> _AIM OF THE TASK_: Repeat the listing in full, preserving every character.

> _THE DATA_:
* * *
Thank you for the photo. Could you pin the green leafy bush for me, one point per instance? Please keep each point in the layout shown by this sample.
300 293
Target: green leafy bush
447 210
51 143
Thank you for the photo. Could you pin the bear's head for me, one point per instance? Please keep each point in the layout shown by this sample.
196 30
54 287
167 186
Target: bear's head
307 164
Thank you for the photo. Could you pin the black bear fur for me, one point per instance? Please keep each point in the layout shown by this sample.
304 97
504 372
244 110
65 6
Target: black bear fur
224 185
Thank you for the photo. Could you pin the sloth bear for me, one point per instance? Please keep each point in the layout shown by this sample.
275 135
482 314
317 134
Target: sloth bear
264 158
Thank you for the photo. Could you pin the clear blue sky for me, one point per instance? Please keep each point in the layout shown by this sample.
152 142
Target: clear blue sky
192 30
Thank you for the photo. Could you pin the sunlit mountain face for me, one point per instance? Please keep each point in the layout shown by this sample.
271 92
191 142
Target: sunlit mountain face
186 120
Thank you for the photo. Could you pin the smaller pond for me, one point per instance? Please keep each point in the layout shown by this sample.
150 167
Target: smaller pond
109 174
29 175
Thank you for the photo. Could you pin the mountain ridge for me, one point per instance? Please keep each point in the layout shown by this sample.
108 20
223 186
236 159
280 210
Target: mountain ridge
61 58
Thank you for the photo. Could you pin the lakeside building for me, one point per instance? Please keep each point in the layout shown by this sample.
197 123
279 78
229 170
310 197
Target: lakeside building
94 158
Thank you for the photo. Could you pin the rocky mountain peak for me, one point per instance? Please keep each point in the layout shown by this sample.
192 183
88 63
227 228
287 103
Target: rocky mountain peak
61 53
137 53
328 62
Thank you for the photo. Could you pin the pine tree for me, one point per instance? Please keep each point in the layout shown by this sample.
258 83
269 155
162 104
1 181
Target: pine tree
* * *
> _WRITTEN ANSWER_:
Thank you for the photo. Could you pin the green leafy bush for me, one point per instance? Please keep each point in the layout shown by this sample.
300 293
Target: green leafy bush
447 210
51 143
Thank you for the photo. Could you pin the bear's head for me, one point per instance? Please keep each point in the layout shown by this sample.
196 30
54 287
167 186
Target: bear's head
307 164
Thank you for the photo. Could you pin the black bear fur for me, one point per instance? Please keep each point in the layout shown by this sample.
304 97
504 372
244 110
65 6
Target: black bear fur
224 185
Thank you for the photo. Could you pin the sloth bear for me, one point per instance? Please keep each point in the layout shown by this sample.
275 135
482 314
317 134
Target: sloth bear
264 158
Thank you for the photo. Could you pin the clear blue sky for me, one point per instance? Please keep each point in the layout shown by this sample.
152 142
Target: clear blue sky
192 30
Thank you for the photo. Could you pin the sunlit mountain face for me, one point per instance? Please keep each point in the layout shown by this sample.
271 92
191 142
Target: sunlit mountain face
186 120
Thank you for the photo. Could you pin the smaller pond for me, one point per instance? Please keep each point in the layout shown by this sample.
150 167
Target: smaller pond
109 174
29 175
Thank you for the photo. Could you pin the mountain ridge for me, one point per instance? Please keep each point in the layout shown by this sample.
108 20
223 186
236 159
280 210
Target: mountain ridge
61 58
Thank you for the photo. Could you pin the lakeside building for me, one point per instance? Please keep each point in the layout shown by this sample.
197 123
279 78
229 170
310 197
Target: lakeside building
94 158
Thank you for the photo. Could you pin the rocky mountain peak for me, one point per instance? Please keep each point in the layout shown by this sample.
192 183
88 63
227 228
287 103
Target: rocky mountain peak
61 53
137 53
328 62
Thank you for the photo. Could you pin the pine tree for me, one point per instance? Please keep each point in the layout shown by this sample.
258 83
269 155
162 104
1 181
Target: pine tree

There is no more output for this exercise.